Well, especially if your business is making $3 million a day. That is just so crazy. How much money do you think you earned over the entire course of selling drugs?

[02:14:12]

Well, you figure just my two best years. So you say 360 days in a year. Just those two years was like, what, 600 million, something like that. Not profit, though. Not profit. That's not profit. Of course.

[02:14:30]

But just the amount of money you make.

[02:14:31]

Every million, I probably make 200 to 300,000 profit off of every million. I was able to take that much out. That is an insane amount. And then that's not counting the other six years because I sold like eight years. I did like eight, maybe nine years in the drug business. And so before I was making a million dollars a day, I was making 500,000 a day. And before I was making 500, I was making 400, 300, 200. One time, 10,000 a day. But all those numbers add up. You're talking about 100,000 a day ain't bad numbers. A couple of million dollars a month. So I make quite a bit of money. I mean, it went through my hands. Not that I made, but money that went through my hands that I touched.

[02:15:21]

It's crazy.

[02:15:21]

With some crazy numbers. It would probably be in the billions.

[02:15:26]

Billions?

[02:15:27]

Yeah, it probably would be in the billions.

[02:15:29]

That Life and that experience that you've had is very unique. There's not a whole lot of human beings that are out there, wandered around that can say that. So that perspective that you have would be very valuable for people. Just to hear what you did and what you went through in your life. It's a very unique story, man. And it's an American story. It is. It really is.

# What to do
Please reproduce the interview transcript above word for word, from its first line to its last.

# Listing
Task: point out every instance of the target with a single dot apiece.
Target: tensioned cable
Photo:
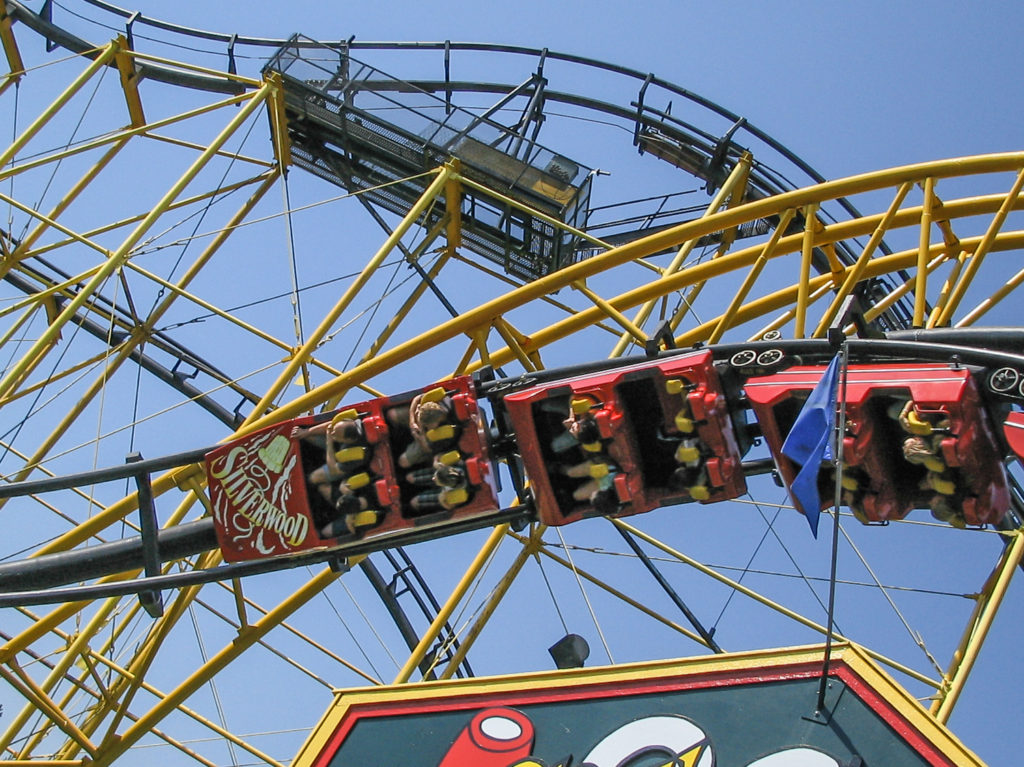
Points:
(373, 629)
(586, 599)
(293, 265)
(348, 629)
(771, 528)
(260, 301)
(32, 406)
(104, 365)
(458, 625)
(554, 601)
(213, 686)
(915, 636)
(377, 304)
(159, 413)
(13, 138)
(291, 629)
(777, 573)
(270, 217)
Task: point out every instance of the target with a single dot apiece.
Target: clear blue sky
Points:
(848, 87)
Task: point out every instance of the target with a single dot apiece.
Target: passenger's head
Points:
(587, 431)
(450, 476)
(431, 415)
(348, 431)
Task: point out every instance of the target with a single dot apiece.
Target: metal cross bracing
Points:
(95, 676)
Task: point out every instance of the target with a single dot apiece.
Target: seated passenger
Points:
(339, 463)
(353, 514)
(448, 482)
(425, 417)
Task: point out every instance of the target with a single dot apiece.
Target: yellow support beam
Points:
(854, 275)
(49, 113)
(807, 253)
(767, 254)
(14, 61)
(129, 82)
(1009, 204)
(118, 257)
(988, 604)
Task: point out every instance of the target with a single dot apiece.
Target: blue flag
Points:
(807, 444)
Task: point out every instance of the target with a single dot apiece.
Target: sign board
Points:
(740, 710)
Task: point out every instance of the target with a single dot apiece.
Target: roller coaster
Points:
(229, 358)
(601, 439)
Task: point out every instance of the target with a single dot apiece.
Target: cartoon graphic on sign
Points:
(504, 737)
(675, 738)
(495, 737)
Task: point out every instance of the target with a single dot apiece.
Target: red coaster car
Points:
(916, 436)
(393, 464)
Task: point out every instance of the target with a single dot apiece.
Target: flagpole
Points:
(838, 434)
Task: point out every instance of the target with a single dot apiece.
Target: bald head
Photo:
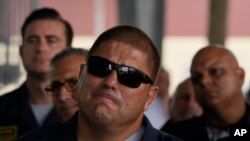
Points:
(216, 75)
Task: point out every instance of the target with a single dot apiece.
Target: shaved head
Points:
(216, 76)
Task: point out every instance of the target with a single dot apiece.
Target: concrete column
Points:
(145, 14)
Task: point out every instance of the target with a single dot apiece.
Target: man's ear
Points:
(241, 75)
(81, 69)
(21, 51)
(151, 96)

# Exercise result
Well, especially if your business is making $3 million a day. That is just so crazy. How much money do you think you earned over the entire course of selling drugs?

[02:14:12]

Well, you figure just my two best years. So you say 360 days in a year. Just those two years was like, what, 600 million, something like that. Not profit, though. Not profit. That's not profit. Of course.

[02:14:30]

But just the amount of money you make.

[02:14:31]

Every million, I probably make 200 to 300,000 profit off of every million. I was able to take that much out. That is an insane amount. And then that's not counting the other six years because I sold like eight years. I did like eight, maybe nine years in the drug business. And so before I was making a million dollars a day, I was making 500,000 a day. And before I was making 500, I was making 400, 300, 200. One time, 10,000 a day. But all those numbers add up. You're talking about 100,000 a day ain't bad numbers. A couple of million dollars a month. So I make quite a bit of money. I mean, it went through my hands. Not that I made, but money that went through my hands that I touched.

[02:15:21]

It's crazy.

[02:15:21]

With some crazy numbers. It would probably be in the billions.

[02:15:26]

Billions?

[02:15:27]

Yeah, it probably would be in the billions.

[02:15:29]

That Life and that experience that you've had is very unique. There's not a whole lot of human beings that are out there, wandered around that can say that. So that perspective that you have would be very valuable for people. Just to hear what you did and what you went through in your life. It's a very unique story, man. And it's an American story. It is. It really is.